Extrait du texte →
......
Dans le même temps, la prolifération des éditeurs et l’augmentation du nombre de publications du côté de la grosse industrie ont donc provoqué la saturation du marché évoquée plus avant, tandis que les quelques centaines ou milliers de lecteurs, gagnés à l’occasion du vent de légitimation qui avait soufflé il y a de cela quelques dix-quinze ans, sont devenus franchement méfiants, refroidis par les palettes de mauvais livres s’affichant sous les atours d’une bande dessinée « littéraire ». L’autobiographie, l’autofiction, le témoignage et le reportage sont devenus la norme excluante d’une bande dessinée dite adulte, la réactualisation du récit de genre (ou « postmodernisme mou ») continue à faire sonner les tiroirs-caisses, le fantasme d’un rapprochement avec l’art contemporain ne tient le plus souvent qu’à l’utilisation de vulgaires gimmicks. Et les formes les plus complexes, radicales et poétiques — celles qui explorent les possibles d’un art qui commence avec l’idée qu’un simple dessin peut s’envisager comme partie prenante d’un processus de lecture et qui s’impose, dans ses meilleures créations, comme le plus à même d’englober les possibles d’une écriture polyphonique — sont, sauf très rares exceptions, définitivement ignorées, incomprises et marginalisées. C’est que la bande dessinée attend encore d’être envisagée par ses commentateurs et son lectorat comme une mise en réseau de signes, un tissage complexe de motifs et de sens n’épousant pas nécessairement un déroulé linéaire, et qu’on continue au contraire à projeter qu’elle s’aligne sur les formes et la construction narrative de la littérature romanesque dix-neuvièmiste, de l’esthétique figurative, du roman du moi, du feuilleton télévisuel, du cinéma populaire. Sans oublier le manque patent de culture en terme d’appréciation du dessin.
Il faudrait pouvoir mesurer la schize d’un esprit porté par des aspirations sincèrement pures, dédié corps et âme à l’émergence et à la circulation de travaux artistiques et intellectuels jugés importants (et qui aurait pour cela choisi d’exercer le beau métier d’éditeur), face à la réalité de ce qu’est aujourd’hui le « marché du livre ». Pour ce faire, opérons une caricaturale séparation entre la partie du métier censément la plus stimulante (la recherche et la découverte de nouvelles pistes artistiques et créatives, la mise en branle puis le suivi relationnel avec les auteurs, la conception du projet éditorial), et celle a priori la plus ingrate (recherche de financements, comptabilité, gestion, communication, commercialisation, distribution).
......
Tâche courte A →
Mettez à jour la partie des entrées qui s'ouvre sur la ligne contenant « point: the horse's mane, center » et se ferme sur la fin des entrées, en remplaçant « largest » par « biggest » sans rien modifier d'autre. Ne redonnez que ces lignes.
Le texte et les entrées constituent deux documents indépendants l'un de l'autre.

Extraits d'un jeu de données sur le pointage d'objets:
......
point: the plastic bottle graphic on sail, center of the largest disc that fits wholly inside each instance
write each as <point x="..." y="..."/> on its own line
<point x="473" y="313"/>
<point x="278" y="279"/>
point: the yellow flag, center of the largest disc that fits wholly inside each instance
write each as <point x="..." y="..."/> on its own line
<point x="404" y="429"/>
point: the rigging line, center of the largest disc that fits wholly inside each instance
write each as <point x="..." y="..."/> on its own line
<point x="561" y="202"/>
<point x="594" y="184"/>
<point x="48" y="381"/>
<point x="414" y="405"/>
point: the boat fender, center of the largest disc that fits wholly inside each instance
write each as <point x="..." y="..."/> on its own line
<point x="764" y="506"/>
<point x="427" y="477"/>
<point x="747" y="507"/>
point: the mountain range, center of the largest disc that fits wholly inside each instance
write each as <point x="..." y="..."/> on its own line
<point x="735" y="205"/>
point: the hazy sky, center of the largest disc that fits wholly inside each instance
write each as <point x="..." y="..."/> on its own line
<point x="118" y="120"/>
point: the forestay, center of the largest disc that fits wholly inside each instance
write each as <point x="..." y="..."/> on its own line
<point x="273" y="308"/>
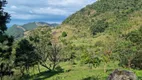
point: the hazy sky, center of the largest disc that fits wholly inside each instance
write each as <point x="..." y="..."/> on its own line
<point x="23" y="11"/>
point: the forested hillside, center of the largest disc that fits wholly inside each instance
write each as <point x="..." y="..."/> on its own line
<point x="18" y="31"/>
<point x="89" y="45"/>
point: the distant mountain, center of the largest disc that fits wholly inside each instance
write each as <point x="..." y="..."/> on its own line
<point x="18" y="30"/>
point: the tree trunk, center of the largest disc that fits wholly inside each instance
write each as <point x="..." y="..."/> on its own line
<point x="105" y="64"/>
<point x="129" y="63"/>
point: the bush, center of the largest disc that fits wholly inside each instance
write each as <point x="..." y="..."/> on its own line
<point x="64" y="34"/>
<point x="100" y="26"/>
<point x="92" y="78"/>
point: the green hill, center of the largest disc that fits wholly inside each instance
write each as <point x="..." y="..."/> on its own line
<point x="18" y="31"/>
<point x="112" y="26"/>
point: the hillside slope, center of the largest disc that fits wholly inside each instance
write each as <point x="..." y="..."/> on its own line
<point x="104" y="26"/>
<point x="18" y="31"/>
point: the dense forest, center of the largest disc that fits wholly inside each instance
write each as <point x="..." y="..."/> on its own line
<point x="89" y="45"/>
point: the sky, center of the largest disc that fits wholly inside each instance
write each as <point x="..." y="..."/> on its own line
<point x="51" y="11"/>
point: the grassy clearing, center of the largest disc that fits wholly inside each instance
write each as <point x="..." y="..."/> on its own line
<point x="76" y="72"/>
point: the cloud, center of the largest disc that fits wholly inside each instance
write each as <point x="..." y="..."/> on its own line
<point x="44" y="9"/>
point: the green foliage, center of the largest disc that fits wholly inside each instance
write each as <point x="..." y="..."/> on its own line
<point x="135" y="36"/>
<point x="99" y="27"/>
<point x="64" y="34"/>
<point x="25" y="56"/>
<point x="6" y="42"/>
<point x="92" y="78"/>
<point x="91" y="59"/>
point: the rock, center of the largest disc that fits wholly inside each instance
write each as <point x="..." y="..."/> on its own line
<point x="122" y="75"/>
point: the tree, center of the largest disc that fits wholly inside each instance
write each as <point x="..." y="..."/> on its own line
<point x="64" y="34"/>
<point x="25" y="56"/>
<point x="48" y="51"/>
<point x="5" y="42"/>
<point x="100" y="26"/>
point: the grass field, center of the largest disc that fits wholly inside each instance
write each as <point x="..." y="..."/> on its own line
<point x="67" y="71"/>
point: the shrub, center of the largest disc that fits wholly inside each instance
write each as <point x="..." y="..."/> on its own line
<point x="64" y="34"/>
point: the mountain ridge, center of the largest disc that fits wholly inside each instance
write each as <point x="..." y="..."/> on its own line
<point x="17" y="31"/>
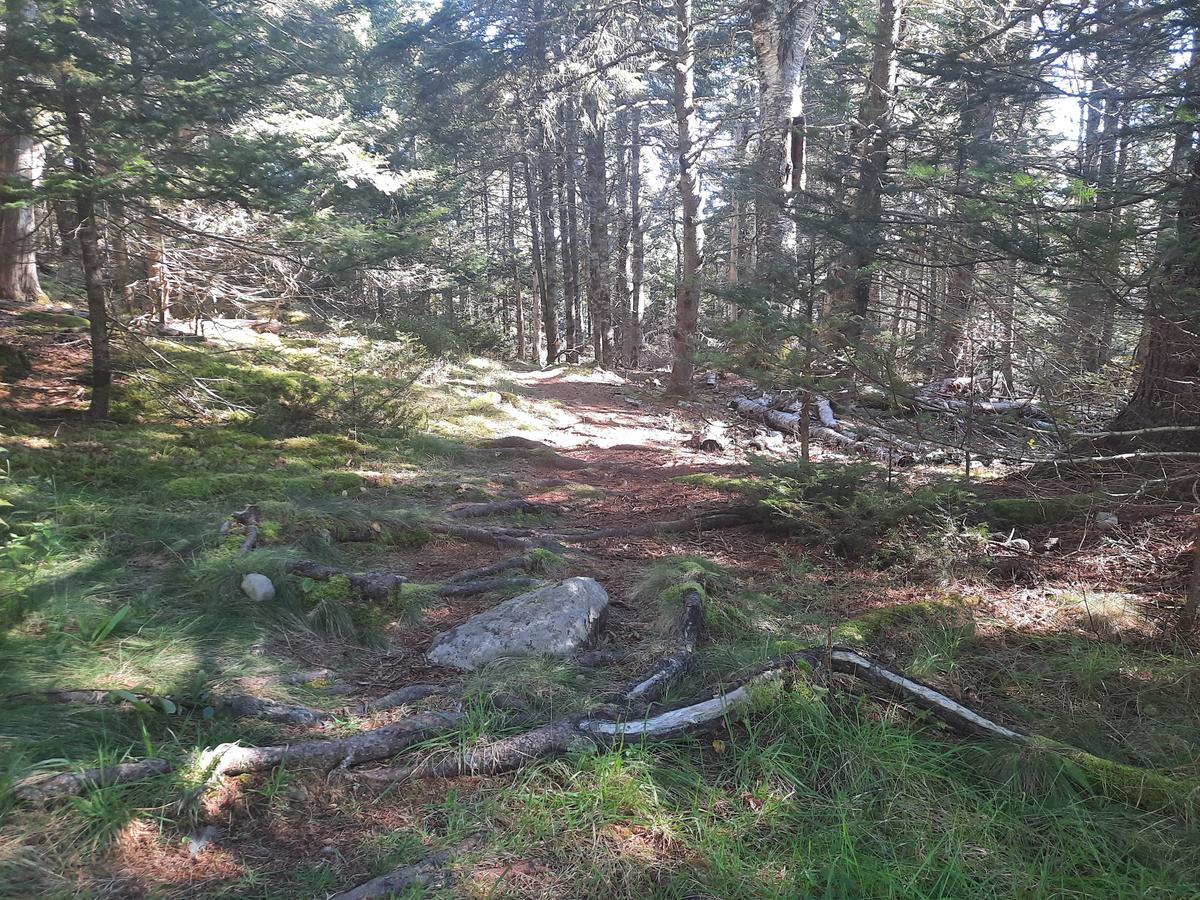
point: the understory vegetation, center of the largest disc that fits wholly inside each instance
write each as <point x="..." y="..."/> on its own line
<point x="117" y="576"/>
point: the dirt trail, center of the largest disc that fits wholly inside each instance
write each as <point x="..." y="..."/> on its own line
<point x="594" y="421"/>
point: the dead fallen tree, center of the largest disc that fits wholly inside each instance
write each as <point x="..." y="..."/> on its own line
<point x="501" y="508"/>
<point x="606" y="726"/>
<point x="372" y="586"/>
<point x="667" y="670"/>
<point x="431" y="873"/>
<point x="790" y="420"/>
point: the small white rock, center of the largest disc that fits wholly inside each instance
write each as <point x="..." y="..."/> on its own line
<point x="258" y="587"/>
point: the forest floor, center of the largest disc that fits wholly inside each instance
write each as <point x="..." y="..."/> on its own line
<point x="115" y="576"/>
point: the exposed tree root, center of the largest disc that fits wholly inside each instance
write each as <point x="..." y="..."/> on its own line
<point x="669" y="669"/>
<point x="499" y="508"/>
<point x="372" y="586"/>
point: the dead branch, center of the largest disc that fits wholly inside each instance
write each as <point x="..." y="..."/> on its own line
<point x="430" y="873"/>
<point x="669" y="669"/>
<point x="365" y="747"/>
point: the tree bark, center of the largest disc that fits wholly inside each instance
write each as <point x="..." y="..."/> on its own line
<point x="598" y="231"/>
<point x="517" y="301"/>
<point x="683" y="335"/>
<point x="781" y="33"/>
<point x="637" y="249"/>
<point x="568" y="226"/>
<point x="540" y="301"/>
<point x="623" y="275"/>
<point x="89" y="252"/>
<point x="1168" y="390"/>
<point x="850" y="298"/>
<point x="22" y="160"/>
<point x="549" y="247"/>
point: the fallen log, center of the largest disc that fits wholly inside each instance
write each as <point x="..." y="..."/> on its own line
<point x="430" y="873"/>
<point x="41" y="790"/>
<point x="669" y="669"/>
<point x="604" y="727"/>
<point x="499" y="508"/>
<point x="706" y="521"/>
<point x="372" y="586"/>
<point x="365" y="747"/>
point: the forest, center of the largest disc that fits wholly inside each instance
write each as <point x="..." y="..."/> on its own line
<point x="569" y="448"/>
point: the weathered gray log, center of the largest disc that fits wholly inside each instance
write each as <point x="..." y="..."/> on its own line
<point x="605" y="727"/>
<point x="45" y="789"/>
<point x="498" y="508"/>
<point x="430" y="873"/>
<point x="365" y="747"/>
<point x="669" y="669"/>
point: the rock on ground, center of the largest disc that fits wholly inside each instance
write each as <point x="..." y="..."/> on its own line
<point x="258" y="587"/>
<point x="557" y="621"/>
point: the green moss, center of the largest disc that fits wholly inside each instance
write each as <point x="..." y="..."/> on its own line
<point x="1132" y="785"/>
<point x="57" y="321"/>
<point x="336" y="588"/>
<point x="870" y="627"/>
<point x="677" y="593"/>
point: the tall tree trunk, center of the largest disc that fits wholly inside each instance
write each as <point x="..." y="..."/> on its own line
<point x="781" y="31"/>
<point x="515" y="262"/>
<point x="123" y="268"/>
<point x="851" y="294"/>
<point x="570" y="264"/>
<point x="683" y="335"/>
<point x="21" y="171"/>
<point x="623" y="276"/>
<point x="538" y="267"/>
<point x="1168" y="390"/>
<point x="549" y="246"/>
<point x="22" y="159"/>
<point x="598" y="231"/>
<point x="89" y="251"/>
<point x="637" y="249"/>
<point x="571" y="237"/>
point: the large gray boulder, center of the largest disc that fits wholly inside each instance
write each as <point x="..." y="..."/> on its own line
<point x="557" y="621"/>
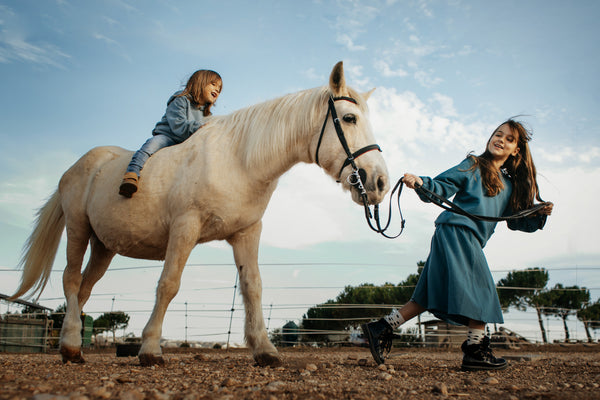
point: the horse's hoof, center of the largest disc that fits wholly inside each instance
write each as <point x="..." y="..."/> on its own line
<point x="71" y="355"/>
<point x="267" y="360"/>
<point x="148" y="360"/>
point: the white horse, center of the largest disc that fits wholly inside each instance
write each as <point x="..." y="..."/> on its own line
<point x="214" y="186"/>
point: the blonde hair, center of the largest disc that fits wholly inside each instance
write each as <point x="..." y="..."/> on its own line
<point x="194" y="89"/>
<point x="520" y="169"/>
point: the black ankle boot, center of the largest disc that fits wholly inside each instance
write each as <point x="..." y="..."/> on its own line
<point x="479" y="357"/>
<point x="379" y="334"/>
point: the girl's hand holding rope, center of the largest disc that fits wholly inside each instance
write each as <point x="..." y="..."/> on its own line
<point x="548" y="209"/>
<point x="411" y="180"/>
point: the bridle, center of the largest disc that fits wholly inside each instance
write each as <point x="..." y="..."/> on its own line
<point x="354" y="179"/>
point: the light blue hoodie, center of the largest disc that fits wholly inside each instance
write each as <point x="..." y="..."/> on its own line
<point x="181" y="119"/>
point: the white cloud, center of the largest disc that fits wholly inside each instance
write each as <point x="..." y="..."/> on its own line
<point x="345" y="40"/>
<point x="584" y="155"/>
<point x="13" y="47"/>
<point x="569" y="234"/>
<point x="385" y="69"/>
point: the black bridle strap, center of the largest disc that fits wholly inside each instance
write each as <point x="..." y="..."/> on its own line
<point x="340" y="133"/>
<point x="357" y="154"/>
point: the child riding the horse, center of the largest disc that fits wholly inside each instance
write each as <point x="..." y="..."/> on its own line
<point x="185" y="114"/>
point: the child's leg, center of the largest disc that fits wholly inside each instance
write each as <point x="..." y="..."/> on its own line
<point x="407" y="312"/>
<point x="477" y="352"/>
<point x="151" y="146"/>
<point x="379" y="334"/>
<point x="129" y="184"/>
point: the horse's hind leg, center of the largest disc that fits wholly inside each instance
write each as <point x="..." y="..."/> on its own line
<point x="70" y="334"/>
<point x="245" y="251"/>
<point x="100" y="259"/>
<point x="182" y="239"/>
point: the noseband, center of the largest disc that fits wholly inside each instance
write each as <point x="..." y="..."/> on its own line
<point x="354" y="178"/>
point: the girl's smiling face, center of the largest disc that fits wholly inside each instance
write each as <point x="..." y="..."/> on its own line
<point x="211" y="92"/>
<point x="503" y="143"/>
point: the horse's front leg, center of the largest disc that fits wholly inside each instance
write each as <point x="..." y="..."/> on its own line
<point x="245" y="251"/>
<point x="182" y="239"/>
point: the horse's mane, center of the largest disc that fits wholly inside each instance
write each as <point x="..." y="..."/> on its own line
<point x="264" y="131"/>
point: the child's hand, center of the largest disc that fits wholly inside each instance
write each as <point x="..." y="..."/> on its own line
......
Tâche courte B →
Recopiez à l'identique le passage de l'extrait sur l'édition de bande dessinée qui s'ouvre sur les mots « Il faudrait pouvoir » et se ferme sur « communication, commercialisation, distribution). ».

Réponse complète A →
point: the horse's mane, center of the biggest disc that fits wholly inside each instance
write each as <point x="..." y="..."/> on its own line
<point x="264" y="131"/>
point: the child's hand, center of the biggest disc that fits wholly inside each instance
write each as <point x="..." y="..."/> on its own line

Réponse complète B →
Il faudrait pouvoir mesurer la schize d’un esprit porté par des aspirations sincèrement pures, dédié corps et âme à l’émergence et à la circulation de travaux artistiques et intellectuels jugés importants (et qui aurait pour cela choisi d’exercer le beau métier d’éditeur), face à la réalité de ce qu’est aujourd’hui le « marché du livre ». Pour ce faire, opérons une caricaturale séparation entre la partie du métier censément la plus stimulante (la recherche et la découverte de nouvelles pistes artistiques et créatives, la mise en branle puis le suivi relationnel avec les auteurs, la conception du projet éditorial), et celle a priori la plus ingrate (recherche de financements, comptabilité, gestion, communication, commercialisation, distribution).